“Laws are, strictly speaking, only the conditions of civil association. The people which submits to the laws ought to be their author. Only the associates can have the right to regulate the conditions of the society. But how are they to regulate them? Can {121} it be done by a common agreement, by a sudden inspiration? Has the body politic an organ for pronouncing its acts of will? Who will give it the necessary foresight to form such acts and to publish them before they are needed? Or how is it to pronounce them at the moment when they are required? How is a blind multitude, which often does not know what it wills, because it rarely knows what is good for it, to execute for itself so great and difficult an enterprise as a system of legislation? Of itself, the people always wills the good, but it does not always see it. The general will is always right, but the judgment which guides it is not always enlightened. It must be made to see objects such as they are, and, sometimes, such as they ought to appear to it; it must be shown the right road which it seeks, must be protected from the allurements of private will; places and times must be brought close to its eyes, and the attractions of present and visible advantages counterbalanced by the danger of remote and latent evils. Private persons see the good which they reject; the public wills the good which it does not see. All alike need guidance. The former must be obliged to conform their will to their reason; the latter must be taught to know what it wills. [2] Then, from the public enlightenment there results the union of understanding and of will in the social body; and hence the precise co-operation of the parts and the greatest power {122} of the whole. Hence springs the necessity of a legislator.” [1]

[1] Contrat Social, bk. II., ch. vi.

[2] There is a prima facie contradiction in this rhetorical antithesis; if all private individuals were enlightened, but selfishly interested, there could be no public good will. The contrast must lie between different classes of persons, if it is to have a meaning.

In the following chapter [1] Rousseau touches the essence of laws and institutions in a few words, which only embody a contradiction or a miracle because he is thinking of the legislator’s work as a creation accomplished at one blow.
────
▸ WORK INSTRUCTIONS: Transcribe the passage on laws and the legislator word for word, beginning at "In the following" and stopping after "at one blow.".
────
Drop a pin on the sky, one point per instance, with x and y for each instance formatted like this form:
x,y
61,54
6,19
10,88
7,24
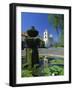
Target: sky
x,y
40,21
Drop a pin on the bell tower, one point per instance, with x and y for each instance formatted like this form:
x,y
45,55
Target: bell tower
x,y
46,38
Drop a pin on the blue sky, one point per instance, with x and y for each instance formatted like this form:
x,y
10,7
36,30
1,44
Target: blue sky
x,y
40,21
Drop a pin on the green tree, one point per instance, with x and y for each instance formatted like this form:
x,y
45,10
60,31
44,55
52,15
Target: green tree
x,y
57,21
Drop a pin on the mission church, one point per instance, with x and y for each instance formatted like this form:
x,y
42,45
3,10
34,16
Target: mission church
x,y
47,38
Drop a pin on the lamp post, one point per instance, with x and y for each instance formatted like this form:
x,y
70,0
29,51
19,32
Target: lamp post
x,y
31,43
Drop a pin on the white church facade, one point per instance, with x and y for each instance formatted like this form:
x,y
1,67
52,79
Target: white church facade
x,y
47,38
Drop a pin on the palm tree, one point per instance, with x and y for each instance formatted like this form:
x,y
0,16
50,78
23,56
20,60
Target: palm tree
x,y
57,21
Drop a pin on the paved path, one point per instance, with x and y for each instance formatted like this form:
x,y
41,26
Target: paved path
x,y
52,51
59,52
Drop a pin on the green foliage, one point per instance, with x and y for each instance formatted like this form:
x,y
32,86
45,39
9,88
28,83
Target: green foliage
x,y
57,61
57,70
26,73
57,21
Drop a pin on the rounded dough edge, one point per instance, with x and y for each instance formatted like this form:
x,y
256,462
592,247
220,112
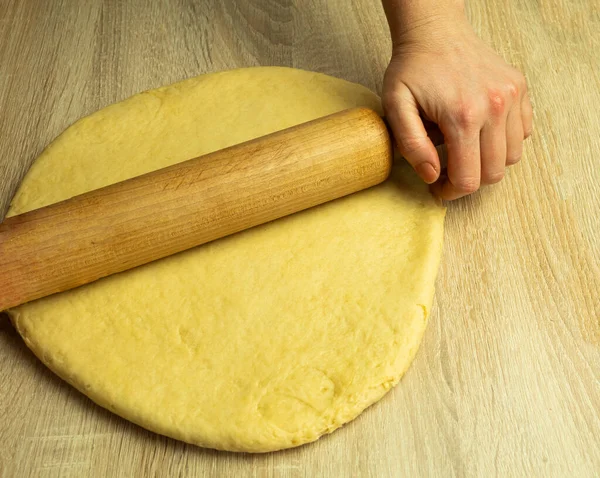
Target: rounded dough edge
x,y
25,317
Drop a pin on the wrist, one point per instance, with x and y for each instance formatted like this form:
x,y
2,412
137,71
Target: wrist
x,y
407,18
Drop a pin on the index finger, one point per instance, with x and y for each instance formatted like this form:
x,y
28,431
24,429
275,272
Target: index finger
x,y
464,164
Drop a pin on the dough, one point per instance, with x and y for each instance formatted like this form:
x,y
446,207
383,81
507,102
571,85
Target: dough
x,y
261,341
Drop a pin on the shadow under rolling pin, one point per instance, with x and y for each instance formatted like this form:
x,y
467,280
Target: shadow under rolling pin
x,y
127,224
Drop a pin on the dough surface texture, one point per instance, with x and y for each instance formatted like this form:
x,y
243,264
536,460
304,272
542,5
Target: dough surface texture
x,y
261,341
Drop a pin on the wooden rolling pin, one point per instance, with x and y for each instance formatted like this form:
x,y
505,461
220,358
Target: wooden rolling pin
x,y
118,227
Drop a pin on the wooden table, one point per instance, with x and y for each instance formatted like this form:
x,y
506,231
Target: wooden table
x,y
507,378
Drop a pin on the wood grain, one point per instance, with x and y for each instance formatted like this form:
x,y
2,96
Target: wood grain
x,y
507,381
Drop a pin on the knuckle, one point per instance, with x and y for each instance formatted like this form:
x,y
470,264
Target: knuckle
x,y
493,177
410,144
514,88
513,159
389,100
467,185
497,103
468,115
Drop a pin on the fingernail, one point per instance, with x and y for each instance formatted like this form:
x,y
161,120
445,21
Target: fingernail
x,y
427,172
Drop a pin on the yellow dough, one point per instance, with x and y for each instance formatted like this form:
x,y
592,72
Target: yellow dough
x,y
261,341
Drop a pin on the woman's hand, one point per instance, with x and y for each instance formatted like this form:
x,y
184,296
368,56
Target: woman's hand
x,y
442,72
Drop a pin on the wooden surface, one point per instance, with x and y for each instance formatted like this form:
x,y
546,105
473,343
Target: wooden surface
x,y
507,379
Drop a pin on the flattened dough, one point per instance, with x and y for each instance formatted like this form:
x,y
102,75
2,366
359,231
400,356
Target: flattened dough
x,y
261,341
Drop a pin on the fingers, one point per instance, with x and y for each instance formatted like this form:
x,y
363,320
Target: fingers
x,y
493,150
514,135
464,166
526,116
402,112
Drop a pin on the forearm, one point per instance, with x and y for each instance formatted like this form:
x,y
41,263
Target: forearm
x,y
404,15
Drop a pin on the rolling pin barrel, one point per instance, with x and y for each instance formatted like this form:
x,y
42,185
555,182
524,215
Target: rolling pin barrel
x,y
118,227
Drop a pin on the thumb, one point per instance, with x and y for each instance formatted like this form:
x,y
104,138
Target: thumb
x,y
402,113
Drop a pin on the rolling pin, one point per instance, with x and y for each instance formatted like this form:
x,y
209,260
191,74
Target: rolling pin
x,y
127,224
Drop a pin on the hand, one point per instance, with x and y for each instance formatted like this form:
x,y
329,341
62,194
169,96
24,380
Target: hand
x,y
442,72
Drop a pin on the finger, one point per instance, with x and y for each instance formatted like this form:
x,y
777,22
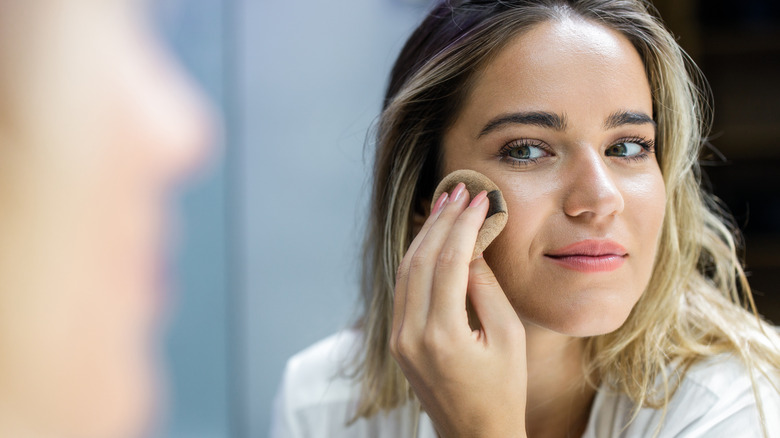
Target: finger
────
▸ RESPONSE:
In the following chapter [1] Rousseau touches the essence of laws and institutions in a few words, which only embody a contradiction or a miracle because he is thinking of the legislator’s work as a creation accomplished at one blow.